Say how many lines in the data below contain the word "stone", and give no other text.

^^^^^^^^

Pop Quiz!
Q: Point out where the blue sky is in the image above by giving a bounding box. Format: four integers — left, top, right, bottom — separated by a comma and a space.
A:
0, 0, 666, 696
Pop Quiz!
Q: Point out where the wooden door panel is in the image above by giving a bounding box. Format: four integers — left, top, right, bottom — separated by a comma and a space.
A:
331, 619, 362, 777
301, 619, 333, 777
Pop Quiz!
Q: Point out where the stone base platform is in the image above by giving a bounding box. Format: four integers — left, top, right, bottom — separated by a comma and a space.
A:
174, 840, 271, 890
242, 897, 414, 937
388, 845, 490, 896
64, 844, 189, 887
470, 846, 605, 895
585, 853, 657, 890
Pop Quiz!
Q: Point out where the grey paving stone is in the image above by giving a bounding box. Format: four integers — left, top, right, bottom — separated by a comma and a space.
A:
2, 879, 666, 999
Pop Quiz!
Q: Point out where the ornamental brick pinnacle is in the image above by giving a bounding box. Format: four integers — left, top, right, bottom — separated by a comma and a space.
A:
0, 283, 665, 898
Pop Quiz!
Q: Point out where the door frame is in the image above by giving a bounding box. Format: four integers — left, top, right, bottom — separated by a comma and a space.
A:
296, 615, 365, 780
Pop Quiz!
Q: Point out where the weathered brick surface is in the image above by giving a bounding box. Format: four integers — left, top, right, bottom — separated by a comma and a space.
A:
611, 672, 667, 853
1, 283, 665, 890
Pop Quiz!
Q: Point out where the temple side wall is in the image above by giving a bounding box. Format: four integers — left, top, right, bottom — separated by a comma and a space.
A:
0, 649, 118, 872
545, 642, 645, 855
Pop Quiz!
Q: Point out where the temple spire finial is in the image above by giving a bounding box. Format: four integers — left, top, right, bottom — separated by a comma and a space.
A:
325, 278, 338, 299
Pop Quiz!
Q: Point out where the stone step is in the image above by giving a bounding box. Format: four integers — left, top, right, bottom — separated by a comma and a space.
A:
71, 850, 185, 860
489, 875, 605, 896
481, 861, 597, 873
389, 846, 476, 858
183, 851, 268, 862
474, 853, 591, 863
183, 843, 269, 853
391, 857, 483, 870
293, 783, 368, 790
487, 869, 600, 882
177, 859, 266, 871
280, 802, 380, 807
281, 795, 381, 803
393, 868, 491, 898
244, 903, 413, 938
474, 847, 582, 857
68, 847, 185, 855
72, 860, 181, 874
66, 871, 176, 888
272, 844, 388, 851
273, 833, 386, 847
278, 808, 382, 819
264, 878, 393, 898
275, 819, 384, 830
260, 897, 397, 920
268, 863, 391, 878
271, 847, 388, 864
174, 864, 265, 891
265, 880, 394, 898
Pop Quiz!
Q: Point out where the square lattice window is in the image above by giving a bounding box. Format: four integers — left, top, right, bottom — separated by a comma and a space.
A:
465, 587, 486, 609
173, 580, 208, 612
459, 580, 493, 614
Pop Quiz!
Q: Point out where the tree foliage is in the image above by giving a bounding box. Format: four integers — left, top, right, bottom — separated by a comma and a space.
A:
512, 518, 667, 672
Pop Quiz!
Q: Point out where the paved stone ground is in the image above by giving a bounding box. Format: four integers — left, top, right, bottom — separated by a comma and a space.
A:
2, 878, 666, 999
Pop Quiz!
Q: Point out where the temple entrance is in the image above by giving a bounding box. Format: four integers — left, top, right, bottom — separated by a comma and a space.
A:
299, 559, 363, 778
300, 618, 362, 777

^^^^^^^^

#### Exercise output:
4